The subject matter of the present disclosure also proposes a computer program containing instructions suitable for carrying out the steps of the maintenance method according to one of the foregoing claims when the method is executed on a virtual maintenance machine or a maintenance server of the host computer.
Other characteristics and advantages of embodiments of the present disclosure will emerge from the detailed description of example embodiments which follows while referring to the appended drawings in which:
In the following description, detailed descriptions of known functions and elements, which could unnecessarily make the essential elements of embodiments of the present disclosure obscure, will be omitted.
This architecture is formed here by a host computer 1 that has a plurality of servers 2. The servers 2 are made up of high-performance components (CPU, memory, storage disk, graphics and network cards, etc.) in order to form a particularly efficient hardware platform for running applications that may require significant processing capacities, such as video games.
As is well known, servers 2 can be configured to host one or more virtual machine(s) 3, along with its/their operating system and applications. Virtualization allows a plurality of virtual machines 3 to be hosted in each server 2 to provide a plurality of virtual environments totally isolated from each other. Each virtual environment has access to the server's hardware resources (CPU, memory, storage media, graphics card, etc.) to run a user computer session. Well-known virtualization technologies include Citrix XenServer, Microsoft Hyper-V, VMware ESXi, Oracle Virtual box, Quick Emulator under the GNU Open License (QEMU), etc.
Each of the virtual machines 3 in the host computer 1 can be dedicated to a specific user. The users interact with their dedicated virtual machines 3 from remote clients 4, 4′, each one being connected to the host computer 1 via a network such as the Internet. Since most, if not all, processing is done at the host computer 1, the remote clients 4, 4′ can remain very simple, and may include, for example, a simple terminal, a network connector and basic I/O devices (a keyboard, a mouse . . . ) as represented by the remote client 4 in
Each server 2 of the host computer 1 preferably hosts less than ten virtual machines 3 to provide sufficient IT resources, including hardware, to each virtual machine 3 to run high-performance applications with a sufficient level of service. Each virtual machine 3 is created at the time of the client's connection to host computer 1 and includes a virtual mainframe, virtual main memory, and all other necessary resources.

···

Things to do.
• a. In the passage on virtual machine hosting, how many virtual machines does each server of the host computer preferably host?
• b. Reproduce the stretch of the passage on virtual machine hosting from "The subject matter" through "will be omitted.", word for word.
• c. Carry the passage on virtual machine hosting forward from the point where it stops.

[Extracted data entries]

···

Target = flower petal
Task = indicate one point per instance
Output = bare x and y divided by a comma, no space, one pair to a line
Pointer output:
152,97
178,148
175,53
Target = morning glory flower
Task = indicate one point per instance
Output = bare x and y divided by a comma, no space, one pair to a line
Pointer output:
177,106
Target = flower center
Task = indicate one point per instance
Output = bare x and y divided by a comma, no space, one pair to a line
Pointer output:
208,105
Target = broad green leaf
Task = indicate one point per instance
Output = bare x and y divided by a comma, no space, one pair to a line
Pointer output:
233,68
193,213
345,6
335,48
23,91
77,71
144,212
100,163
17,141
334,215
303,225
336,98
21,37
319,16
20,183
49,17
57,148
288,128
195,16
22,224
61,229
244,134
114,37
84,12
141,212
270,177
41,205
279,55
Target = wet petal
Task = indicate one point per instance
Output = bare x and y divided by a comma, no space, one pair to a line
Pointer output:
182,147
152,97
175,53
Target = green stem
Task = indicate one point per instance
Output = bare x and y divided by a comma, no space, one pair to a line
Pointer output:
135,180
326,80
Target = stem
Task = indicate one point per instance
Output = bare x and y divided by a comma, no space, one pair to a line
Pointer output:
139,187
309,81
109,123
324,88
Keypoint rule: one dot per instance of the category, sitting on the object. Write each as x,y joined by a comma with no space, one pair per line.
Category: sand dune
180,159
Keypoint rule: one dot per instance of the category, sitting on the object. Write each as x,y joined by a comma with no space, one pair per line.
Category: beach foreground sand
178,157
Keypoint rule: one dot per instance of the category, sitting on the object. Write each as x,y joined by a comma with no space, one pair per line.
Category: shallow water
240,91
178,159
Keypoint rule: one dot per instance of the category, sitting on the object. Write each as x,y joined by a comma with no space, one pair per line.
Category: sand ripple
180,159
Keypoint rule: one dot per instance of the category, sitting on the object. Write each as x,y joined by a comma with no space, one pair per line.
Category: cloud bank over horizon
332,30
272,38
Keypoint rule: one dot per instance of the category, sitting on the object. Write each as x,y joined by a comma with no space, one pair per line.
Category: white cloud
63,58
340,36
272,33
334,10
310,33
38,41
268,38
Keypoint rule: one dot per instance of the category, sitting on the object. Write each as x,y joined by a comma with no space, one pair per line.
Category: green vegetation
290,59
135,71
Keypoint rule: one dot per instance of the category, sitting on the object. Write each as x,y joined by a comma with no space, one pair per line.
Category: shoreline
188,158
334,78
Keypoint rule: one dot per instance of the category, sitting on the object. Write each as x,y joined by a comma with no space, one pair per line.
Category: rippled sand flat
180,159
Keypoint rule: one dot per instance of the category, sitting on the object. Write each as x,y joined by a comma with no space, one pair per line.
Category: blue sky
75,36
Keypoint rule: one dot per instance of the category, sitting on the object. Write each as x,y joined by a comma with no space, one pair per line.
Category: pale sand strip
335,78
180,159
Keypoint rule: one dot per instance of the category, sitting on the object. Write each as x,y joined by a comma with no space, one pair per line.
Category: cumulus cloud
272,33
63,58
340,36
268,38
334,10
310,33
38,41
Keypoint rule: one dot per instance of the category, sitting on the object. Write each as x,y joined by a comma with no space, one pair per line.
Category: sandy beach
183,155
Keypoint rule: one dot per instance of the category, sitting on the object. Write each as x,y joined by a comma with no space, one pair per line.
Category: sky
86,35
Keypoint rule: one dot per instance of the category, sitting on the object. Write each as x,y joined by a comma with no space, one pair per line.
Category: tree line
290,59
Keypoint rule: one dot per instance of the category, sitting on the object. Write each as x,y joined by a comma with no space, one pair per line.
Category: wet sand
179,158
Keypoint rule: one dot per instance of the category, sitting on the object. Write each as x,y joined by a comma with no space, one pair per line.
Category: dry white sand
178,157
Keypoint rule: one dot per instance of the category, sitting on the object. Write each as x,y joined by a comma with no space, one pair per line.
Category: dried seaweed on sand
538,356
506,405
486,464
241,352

···

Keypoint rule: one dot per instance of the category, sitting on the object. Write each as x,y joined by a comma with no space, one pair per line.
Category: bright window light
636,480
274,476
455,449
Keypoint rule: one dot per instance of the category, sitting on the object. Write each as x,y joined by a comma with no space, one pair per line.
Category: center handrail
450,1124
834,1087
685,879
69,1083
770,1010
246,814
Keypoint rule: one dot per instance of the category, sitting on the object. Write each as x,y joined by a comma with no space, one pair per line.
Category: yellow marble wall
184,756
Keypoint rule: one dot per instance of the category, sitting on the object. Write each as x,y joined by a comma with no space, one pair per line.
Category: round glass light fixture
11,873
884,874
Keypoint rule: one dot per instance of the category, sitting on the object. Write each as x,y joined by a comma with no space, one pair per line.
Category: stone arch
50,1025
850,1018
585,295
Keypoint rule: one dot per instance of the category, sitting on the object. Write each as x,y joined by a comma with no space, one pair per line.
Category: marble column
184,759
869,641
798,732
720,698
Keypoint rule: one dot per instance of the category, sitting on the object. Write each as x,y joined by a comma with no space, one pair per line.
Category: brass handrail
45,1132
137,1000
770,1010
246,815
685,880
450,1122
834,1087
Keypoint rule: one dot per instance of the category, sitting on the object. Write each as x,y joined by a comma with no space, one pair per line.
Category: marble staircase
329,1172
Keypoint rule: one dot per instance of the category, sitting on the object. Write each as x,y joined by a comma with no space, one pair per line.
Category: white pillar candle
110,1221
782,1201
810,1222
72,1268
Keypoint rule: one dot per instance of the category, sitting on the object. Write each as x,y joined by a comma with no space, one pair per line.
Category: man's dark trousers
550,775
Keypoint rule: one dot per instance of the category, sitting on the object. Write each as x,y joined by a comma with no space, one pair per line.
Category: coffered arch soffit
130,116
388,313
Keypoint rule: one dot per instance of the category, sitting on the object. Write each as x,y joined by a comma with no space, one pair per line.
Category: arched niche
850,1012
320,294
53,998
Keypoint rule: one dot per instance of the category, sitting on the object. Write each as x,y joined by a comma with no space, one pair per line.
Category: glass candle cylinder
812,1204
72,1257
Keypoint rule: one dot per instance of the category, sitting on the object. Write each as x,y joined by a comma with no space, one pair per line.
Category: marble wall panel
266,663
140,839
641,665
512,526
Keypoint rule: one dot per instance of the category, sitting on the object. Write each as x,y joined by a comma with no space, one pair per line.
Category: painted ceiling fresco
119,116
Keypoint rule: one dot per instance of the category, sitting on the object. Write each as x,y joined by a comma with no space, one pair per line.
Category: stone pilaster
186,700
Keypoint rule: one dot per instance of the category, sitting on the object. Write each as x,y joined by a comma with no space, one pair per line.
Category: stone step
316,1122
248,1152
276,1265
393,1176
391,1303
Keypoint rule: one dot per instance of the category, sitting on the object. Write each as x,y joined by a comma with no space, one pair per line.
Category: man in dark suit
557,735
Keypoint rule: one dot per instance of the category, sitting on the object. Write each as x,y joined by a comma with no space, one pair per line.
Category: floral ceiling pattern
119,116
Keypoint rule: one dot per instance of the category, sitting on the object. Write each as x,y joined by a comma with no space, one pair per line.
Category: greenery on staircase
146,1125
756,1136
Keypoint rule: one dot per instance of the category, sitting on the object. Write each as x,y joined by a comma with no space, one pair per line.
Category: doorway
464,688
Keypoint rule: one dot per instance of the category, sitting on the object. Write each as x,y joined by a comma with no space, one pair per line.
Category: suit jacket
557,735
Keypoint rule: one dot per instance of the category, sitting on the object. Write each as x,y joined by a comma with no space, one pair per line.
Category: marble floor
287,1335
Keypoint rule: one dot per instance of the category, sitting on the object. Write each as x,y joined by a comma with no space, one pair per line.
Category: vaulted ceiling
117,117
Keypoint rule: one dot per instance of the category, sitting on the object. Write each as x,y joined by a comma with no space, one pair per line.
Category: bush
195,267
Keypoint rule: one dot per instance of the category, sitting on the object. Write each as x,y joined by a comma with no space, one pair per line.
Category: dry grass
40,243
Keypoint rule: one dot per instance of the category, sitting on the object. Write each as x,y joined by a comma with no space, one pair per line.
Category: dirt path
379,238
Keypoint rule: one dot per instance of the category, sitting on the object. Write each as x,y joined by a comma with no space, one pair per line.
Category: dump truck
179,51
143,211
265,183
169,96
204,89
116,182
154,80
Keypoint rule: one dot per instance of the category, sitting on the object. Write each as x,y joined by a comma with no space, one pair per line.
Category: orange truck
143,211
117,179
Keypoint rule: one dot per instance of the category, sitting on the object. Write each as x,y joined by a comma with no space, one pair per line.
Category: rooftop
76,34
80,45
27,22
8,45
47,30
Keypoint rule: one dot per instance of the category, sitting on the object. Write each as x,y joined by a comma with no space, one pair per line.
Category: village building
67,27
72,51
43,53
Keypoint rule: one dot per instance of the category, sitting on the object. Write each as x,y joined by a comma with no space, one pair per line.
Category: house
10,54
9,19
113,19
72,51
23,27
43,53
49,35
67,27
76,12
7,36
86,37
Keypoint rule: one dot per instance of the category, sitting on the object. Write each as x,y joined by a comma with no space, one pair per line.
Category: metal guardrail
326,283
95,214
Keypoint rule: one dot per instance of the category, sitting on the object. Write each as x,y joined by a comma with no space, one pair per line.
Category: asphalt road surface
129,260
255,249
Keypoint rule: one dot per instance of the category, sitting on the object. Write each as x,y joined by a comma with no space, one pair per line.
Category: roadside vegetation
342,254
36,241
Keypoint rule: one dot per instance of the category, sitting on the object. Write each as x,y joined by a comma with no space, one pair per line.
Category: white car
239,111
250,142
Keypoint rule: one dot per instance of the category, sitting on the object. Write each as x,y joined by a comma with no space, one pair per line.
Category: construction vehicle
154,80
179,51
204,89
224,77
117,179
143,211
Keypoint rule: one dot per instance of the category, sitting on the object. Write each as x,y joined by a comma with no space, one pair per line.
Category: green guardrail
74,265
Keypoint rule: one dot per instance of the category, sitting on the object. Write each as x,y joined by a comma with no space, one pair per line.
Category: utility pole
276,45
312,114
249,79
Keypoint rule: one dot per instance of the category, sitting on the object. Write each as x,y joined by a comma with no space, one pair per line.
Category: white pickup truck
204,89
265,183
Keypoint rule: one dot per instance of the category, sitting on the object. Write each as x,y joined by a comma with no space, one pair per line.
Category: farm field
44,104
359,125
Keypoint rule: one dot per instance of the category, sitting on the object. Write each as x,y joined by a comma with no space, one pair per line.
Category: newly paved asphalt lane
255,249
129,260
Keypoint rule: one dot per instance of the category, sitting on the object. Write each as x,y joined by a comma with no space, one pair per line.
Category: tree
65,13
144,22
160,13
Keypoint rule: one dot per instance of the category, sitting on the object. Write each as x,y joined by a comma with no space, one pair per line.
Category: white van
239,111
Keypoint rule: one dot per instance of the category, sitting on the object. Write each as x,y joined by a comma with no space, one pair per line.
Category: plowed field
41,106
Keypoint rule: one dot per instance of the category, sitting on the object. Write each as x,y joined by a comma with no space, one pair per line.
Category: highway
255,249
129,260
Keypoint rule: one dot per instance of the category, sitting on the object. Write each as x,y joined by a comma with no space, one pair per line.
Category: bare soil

···

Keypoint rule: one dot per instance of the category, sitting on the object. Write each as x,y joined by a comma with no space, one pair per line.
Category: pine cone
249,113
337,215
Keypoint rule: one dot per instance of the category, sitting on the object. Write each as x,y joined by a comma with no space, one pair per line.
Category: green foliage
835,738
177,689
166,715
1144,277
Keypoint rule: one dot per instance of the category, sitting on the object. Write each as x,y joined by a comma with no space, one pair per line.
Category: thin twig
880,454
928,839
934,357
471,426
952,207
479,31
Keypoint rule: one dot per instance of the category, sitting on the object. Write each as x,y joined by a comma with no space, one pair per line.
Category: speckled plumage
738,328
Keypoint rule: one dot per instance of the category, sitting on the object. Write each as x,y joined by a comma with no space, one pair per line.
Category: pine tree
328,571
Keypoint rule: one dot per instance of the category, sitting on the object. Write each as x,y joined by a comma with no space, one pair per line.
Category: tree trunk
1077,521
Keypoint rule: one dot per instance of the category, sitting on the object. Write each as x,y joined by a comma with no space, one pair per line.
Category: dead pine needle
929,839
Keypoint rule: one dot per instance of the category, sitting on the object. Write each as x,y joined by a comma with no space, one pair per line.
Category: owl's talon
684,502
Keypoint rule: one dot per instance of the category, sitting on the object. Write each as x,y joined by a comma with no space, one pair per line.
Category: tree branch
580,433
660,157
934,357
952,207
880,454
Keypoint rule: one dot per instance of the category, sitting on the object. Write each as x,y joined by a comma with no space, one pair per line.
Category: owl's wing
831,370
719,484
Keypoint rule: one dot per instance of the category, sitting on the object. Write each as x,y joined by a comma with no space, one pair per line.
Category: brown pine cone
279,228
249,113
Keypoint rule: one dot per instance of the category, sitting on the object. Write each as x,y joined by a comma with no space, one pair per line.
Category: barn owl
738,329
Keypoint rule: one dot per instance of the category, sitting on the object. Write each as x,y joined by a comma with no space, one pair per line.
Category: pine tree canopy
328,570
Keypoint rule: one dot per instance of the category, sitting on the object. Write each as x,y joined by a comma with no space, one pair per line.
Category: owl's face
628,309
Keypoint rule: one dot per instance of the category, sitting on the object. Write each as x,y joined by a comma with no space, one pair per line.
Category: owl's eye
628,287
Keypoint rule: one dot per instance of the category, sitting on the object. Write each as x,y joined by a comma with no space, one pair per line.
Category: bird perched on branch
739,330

···

Results by task.
• a. Less than ten virtual machines.

• b.
The subject matter of the present disclosure also proposes a computer program containing instructions suitable for carrying out the steps of the maintenance method according to one of the foregoing claims when the method is executed on a virtual maintenance machine or a maintenance server of the host computer.
Other characteristics and advantages of embodiments of the present disclosure will emerge from the detailed description of example embodiments which follows while referring to the appended drawings in which:
In the following description, detailed descriptions of known functions and elements, which could unnecessarily make the essential elements of embodiments of the present disclosure obscure, will be omitted.

• c.
The virtual machine 3 has, or has access to, a graphics processing unit to prepare session display data. This graphics processing unit can include a simple hardware video card or a hardware graphics card associated with the virtual machine 3. It can also be a virtual video card or a virtual graphics card entirely emulated by the server 2's hardware resources (including its processing unit(s) and/or graphics card(s)), these resources being made available to the virtual machine 3 by the virtualization software layer (hypervisor) running on the server 2. This graphics processing unit can also mix hardware and virtual elements.
Whatever its, hardware or virtual, nature, the graphic processing unit associated with the virtual machine serves to prepare and provide display data for the computer session running on the virtual machine 3.
As described above, the user computer session runs on the host computer 1 and uses the processing capabilities of a graphics processing unit that prepares the session display data. This display data is repeatedly provided by the graphics processing unit to a buffer memory of this unit or associated with this unit. Display data can, for example, be prepared and provided every 4 to 35 milliseconds by the graphics processing unit.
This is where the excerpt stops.